Pick out each line in the material below that contains the word "instance", and copy those lines.

┌─ MATERIAL FOR THE TASK

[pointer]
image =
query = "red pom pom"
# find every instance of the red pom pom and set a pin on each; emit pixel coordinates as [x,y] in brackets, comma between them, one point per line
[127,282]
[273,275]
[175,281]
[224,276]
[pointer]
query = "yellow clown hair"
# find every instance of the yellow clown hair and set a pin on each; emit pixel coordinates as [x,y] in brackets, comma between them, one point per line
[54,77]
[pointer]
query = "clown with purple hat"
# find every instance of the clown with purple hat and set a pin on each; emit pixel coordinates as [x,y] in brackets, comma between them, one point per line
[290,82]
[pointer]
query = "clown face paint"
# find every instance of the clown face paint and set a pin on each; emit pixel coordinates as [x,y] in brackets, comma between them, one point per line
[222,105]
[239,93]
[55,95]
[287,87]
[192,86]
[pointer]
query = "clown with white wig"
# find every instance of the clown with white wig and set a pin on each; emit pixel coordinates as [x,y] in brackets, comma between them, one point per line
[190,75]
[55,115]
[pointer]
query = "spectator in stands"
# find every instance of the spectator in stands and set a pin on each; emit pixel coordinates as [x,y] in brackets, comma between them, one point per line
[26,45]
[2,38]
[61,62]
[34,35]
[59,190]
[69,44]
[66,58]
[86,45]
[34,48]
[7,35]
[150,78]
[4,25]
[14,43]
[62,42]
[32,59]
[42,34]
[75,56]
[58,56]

└─
┌─ MATERIAL FOR THE TASK

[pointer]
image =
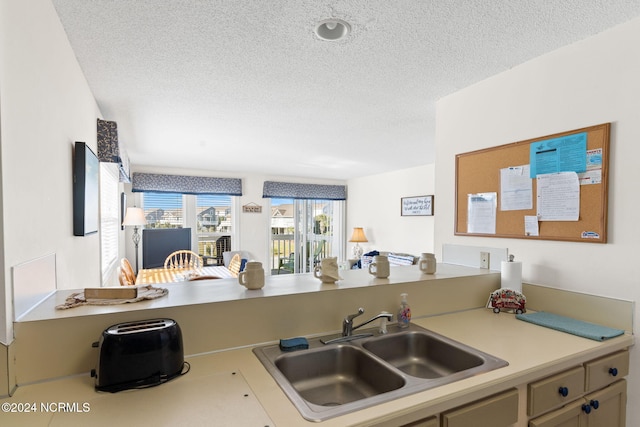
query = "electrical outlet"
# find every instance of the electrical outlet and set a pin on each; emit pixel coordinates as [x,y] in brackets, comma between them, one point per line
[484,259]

└─

*IN RESPONSE*.
# find every instance of the red pom pom and set a pin on each; emit pixel coordinates as [x,y] in brackets, comma between them, one point per line
# find every instance of the yellow clown hair and set a pin on each; emit pixel coordinates as [x,y] in brackets, comma between them, one point per line
# find every instance of the clown with purple hat and set a pin on each; emit pixel coordinates as [x,y] in brackets, comma between them, one point per line
# find every instance of the clown face paint and set a pin on each; emit pixel coordinates as [x,y] in brackets, comma between them, one point per line
# find every instance of the clown with white wig and set a pin on each; emit pixel coordinates as [x,y] in brackets, comma between them, one point per line
# find every instance of the spectator in stands and set a pin on each; emit pixel coordinates as [x,y] in brackets, comma between them, one point per line
# find every instance of the electrical outlet and set a pin on each; emit pixel coordinates as [x,y] in brackets, comma between them, one point per line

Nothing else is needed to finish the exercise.